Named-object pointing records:
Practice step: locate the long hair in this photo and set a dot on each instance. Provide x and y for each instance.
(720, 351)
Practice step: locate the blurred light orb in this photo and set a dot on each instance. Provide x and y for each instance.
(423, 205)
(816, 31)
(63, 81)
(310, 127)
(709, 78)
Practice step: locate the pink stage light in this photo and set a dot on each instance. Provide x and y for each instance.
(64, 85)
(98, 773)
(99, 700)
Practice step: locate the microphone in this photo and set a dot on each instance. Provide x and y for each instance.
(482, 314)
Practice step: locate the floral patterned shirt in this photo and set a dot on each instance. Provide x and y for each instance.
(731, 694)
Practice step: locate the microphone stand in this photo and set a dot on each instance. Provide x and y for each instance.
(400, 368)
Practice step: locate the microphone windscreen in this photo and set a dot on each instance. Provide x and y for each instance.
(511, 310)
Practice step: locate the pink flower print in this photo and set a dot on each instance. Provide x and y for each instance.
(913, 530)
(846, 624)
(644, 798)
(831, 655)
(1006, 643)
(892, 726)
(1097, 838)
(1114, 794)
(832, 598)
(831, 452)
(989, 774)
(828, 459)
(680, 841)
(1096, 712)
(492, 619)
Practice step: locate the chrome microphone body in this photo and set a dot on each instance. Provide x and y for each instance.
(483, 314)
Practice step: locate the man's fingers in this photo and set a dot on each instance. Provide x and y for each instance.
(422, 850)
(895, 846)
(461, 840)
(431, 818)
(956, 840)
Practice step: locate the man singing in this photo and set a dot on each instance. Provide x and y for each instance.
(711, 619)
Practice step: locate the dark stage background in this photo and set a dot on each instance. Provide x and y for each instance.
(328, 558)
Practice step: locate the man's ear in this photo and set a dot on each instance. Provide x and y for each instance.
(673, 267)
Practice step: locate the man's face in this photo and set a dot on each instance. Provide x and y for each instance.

* GIVEN EXERCISE
Quote verbatim the line containing "Practice step: locate the man singing" and every line after it through the end of the records above.

* EXERCISE OUTPUT
Practice step: locate the man singing in this photo and set a dot on each instance. Provide x and y for each instance.
(711, 619)
Practice step: locate the dark stage background in this photo and set a dot on each instance. Provide x and y for each instance.
(328, 558)
Practice step: locate the man's ear in this photo and set a dot on each instance. Provide x and y for each instance.
(673, 267)
Practice step: locate the man's face in this photo and set a dot on each instance. Provide x and y for each instance.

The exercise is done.